[Begin Exercise input]

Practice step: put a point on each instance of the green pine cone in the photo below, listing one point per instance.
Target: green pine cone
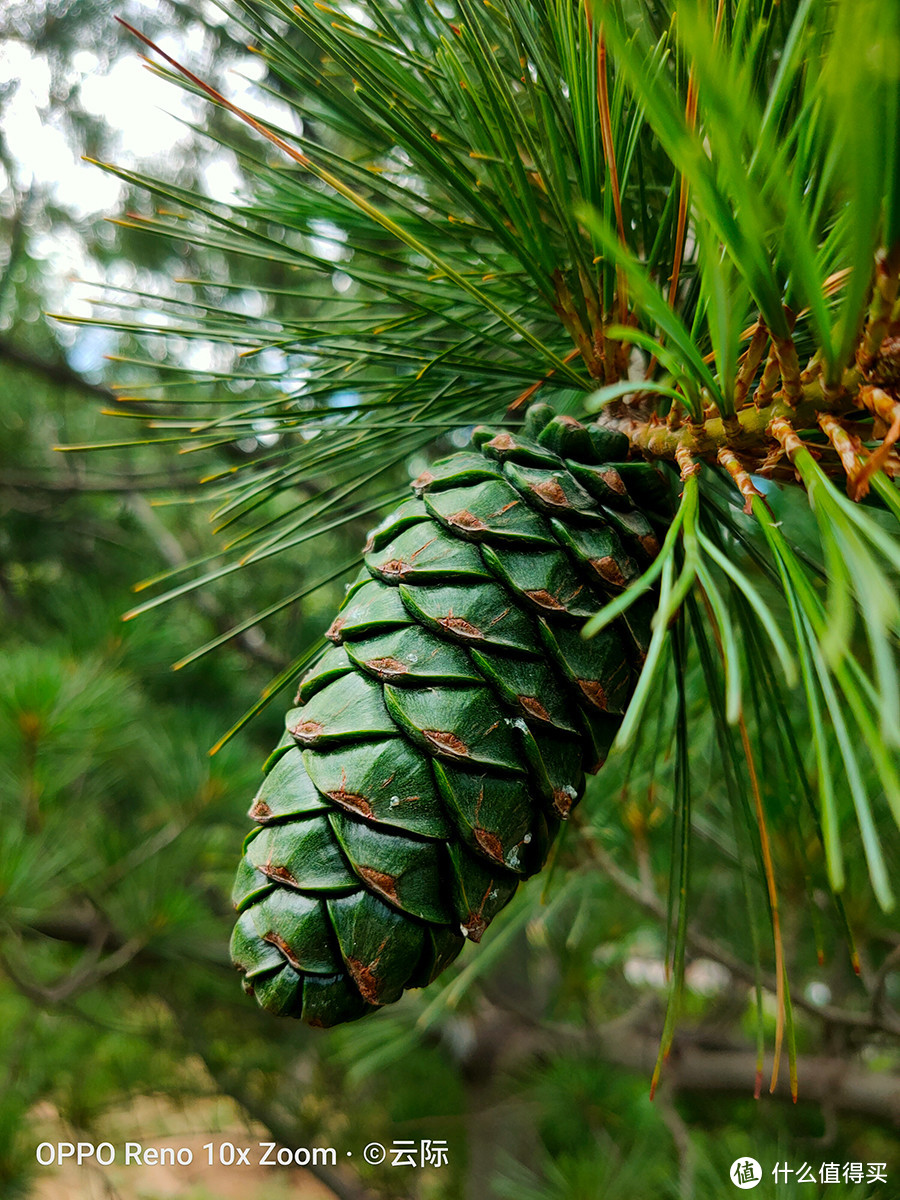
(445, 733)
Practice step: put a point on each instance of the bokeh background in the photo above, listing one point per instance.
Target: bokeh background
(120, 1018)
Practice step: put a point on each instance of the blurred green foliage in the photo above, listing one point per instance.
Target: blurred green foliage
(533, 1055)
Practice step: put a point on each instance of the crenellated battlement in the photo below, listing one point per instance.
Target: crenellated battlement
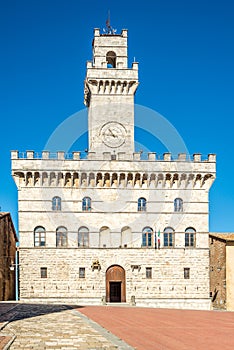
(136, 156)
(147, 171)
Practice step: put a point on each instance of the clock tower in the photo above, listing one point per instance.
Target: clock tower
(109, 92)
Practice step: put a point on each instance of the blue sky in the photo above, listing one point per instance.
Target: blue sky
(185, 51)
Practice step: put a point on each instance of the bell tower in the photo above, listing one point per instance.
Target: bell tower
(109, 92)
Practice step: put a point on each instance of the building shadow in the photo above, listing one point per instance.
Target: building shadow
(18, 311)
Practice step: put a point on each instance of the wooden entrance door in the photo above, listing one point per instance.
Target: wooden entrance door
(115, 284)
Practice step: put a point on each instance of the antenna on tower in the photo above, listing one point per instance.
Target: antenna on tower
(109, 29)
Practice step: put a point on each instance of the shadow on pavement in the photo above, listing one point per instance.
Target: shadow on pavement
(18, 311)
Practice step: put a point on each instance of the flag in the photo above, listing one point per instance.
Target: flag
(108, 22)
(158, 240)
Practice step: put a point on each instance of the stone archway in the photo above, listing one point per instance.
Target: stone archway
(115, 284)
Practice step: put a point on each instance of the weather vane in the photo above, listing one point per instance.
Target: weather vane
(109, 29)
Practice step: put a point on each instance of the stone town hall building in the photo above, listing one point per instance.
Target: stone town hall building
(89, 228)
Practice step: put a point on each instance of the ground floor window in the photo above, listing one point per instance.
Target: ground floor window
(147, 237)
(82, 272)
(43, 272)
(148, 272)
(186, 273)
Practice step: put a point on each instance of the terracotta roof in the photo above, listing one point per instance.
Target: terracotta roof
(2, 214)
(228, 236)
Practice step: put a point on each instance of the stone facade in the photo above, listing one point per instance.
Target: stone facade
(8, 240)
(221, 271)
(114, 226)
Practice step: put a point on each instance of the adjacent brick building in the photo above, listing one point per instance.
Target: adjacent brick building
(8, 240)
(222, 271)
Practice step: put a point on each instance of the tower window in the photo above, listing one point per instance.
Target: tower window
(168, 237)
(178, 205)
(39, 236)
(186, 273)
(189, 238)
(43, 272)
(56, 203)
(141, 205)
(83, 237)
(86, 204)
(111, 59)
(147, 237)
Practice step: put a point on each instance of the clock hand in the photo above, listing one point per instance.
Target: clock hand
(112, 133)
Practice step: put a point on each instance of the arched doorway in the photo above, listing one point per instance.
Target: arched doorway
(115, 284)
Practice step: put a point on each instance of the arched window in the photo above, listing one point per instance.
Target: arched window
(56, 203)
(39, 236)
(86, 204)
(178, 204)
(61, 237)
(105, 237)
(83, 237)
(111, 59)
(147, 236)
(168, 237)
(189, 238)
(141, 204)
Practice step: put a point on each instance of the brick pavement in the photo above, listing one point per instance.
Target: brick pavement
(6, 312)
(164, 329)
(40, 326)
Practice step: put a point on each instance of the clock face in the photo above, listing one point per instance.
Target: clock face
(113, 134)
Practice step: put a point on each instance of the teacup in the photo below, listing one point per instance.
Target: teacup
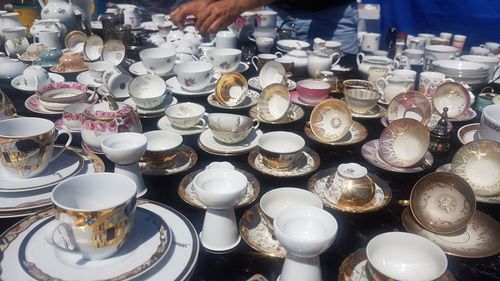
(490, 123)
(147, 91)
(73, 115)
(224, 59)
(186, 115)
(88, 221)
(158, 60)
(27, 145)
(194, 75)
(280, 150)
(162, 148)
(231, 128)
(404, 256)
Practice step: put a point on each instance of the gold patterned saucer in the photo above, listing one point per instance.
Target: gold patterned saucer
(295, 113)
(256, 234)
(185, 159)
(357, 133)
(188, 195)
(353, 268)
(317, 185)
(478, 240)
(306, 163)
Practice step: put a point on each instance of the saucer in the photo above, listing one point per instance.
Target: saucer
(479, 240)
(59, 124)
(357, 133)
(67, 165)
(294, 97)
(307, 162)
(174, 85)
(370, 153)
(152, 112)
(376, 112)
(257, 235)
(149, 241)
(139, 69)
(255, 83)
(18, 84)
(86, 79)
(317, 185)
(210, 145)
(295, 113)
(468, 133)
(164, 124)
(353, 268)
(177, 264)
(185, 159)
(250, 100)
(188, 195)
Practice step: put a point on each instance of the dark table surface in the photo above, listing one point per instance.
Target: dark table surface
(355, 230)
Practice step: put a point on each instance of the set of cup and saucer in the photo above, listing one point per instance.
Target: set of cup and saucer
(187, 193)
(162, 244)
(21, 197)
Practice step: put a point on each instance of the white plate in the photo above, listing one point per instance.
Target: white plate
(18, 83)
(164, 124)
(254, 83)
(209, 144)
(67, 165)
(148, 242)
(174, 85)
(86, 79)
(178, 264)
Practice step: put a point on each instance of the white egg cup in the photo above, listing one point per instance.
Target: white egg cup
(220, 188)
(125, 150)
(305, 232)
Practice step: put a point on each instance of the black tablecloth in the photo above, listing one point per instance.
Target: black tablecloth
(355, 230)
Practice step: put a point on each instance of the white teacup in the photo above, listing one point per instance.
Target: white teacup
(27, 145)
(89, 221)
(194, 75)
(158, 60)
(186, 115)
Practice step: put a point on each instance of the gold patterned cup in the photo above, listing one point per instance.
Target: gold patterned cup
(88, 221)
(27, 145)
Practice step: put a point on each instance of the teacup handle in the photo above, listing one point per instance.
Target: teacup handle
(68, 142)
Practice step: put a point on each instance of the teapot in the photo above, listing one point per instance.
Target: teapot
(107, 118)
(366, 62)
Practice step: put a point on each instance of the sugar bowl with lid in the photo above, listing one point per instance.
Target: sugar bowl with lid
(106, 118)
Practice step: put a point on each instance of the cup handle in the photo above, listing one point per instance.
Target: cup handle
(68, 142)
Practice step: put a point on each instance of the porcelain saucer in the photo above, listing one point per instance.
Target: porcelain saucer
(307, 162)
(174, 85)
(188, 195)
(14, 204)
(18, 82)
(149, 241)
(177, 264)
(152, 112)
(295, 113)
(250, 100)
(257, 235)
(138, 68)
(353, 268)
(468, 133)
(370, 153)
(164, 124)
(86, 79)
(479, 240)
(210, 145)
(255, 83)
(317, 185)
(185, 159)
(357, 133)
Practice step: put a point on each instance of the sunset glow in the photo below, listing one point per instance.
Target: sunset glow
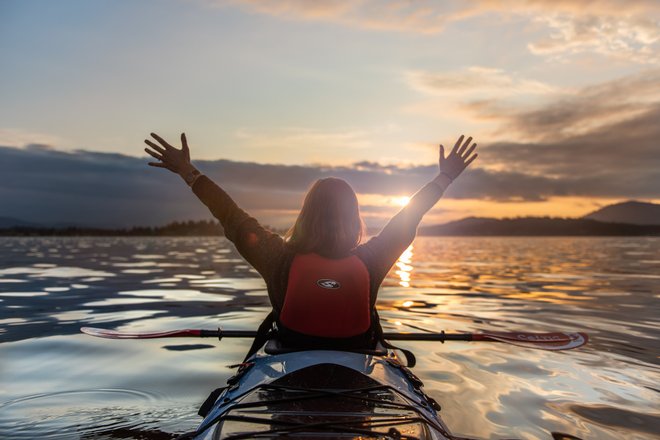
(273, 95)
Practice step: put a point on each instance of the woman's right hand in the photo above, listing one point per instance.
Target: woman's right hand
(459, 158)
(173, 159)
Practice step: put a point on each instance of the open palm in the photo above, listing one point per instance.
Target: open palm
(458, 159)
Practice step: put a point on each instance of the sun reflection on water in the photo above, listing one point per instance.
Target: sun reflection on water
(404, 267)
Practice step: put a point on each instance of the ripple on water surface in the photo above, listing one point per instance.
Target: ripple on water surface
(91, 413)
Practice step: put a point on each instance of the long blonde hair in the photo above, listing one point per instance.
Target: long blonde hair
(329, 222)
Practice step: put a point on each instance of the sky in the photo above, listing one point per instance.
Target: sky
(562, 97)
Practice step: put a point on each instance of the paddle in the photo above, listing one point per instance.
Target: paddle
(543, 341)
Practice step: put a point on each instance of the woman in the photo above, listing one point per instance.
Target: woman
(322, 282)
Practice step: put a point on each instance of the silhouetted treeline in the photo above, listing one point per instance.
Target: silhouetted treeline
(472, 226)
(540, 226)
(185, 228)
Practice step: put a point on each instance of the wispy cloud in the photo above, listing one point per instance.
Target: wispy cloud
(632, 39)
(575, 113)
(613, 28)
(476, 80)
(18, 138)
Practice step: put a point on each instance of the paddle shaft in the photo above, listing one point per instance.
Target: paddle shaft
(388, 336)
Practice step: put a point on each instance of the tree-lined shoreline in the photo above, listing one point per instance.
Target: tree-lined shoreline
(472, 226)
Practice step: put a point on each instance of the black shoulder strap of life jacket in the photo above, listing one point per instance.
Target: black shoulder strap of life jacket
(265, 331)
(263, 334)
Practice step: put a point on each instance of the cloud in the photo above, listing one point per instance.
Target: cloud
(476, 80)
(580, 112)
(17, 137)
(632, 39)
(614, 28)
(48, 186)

[End Exercise input]

● Written exercise
Copy only this span: the line that contains "Practice step: put a point on each instance of the sky", the last line, and every line between them.

● Solution for this task
Practice step: put a point on each instance of the sky in the photo above, listing one point per instance.
Target: sky
(562, 97)
Practice step: put a point on each instance of the paddle in the photo above, listing one point per instance.
Target: paddle
(543, 341)
Practice step: put a point on each instance of the woman in the photo above, listing one point per instance.
Target: woman
(322, 282)
Practice step: put a point on each instance of the silhouetted treeline in the photo above, listing one point per instance.
Target: silhouetted treeline
(472, 226)
(540, 226)
(185, 228)
Practice step: put a point on each instance of the wispy cloud in the photo above, listing one point per instance.
Target: wispy cloud
(632, 39)
(575, 113)
(613, 28)
(476, 80)
(18, 138)
Practice step: put a point on each instance of the paddle shaft in the photo above, listing one point per instance.
Target: paddle shaft
(388, 336)
Practice step: put a point on each instance of the tree-lined shoreline in the photo above, listing one point per instance.
Target: tree-lined shoreline
(472, 226)
Practice step: put a point on each instance of the black shoulder strap of life jacket in the photo above, listing one point per instance.
Target: black shoulder strap of life jacket
(265, 331)
(263, 334)
Practice step: put a point on each instance of the cloud in the photo above, listing one point per instance.
Target: cloud
(476, 80)
(580, 112)
(17, 137)
(632, 39)
(614, 28)
(48, 186)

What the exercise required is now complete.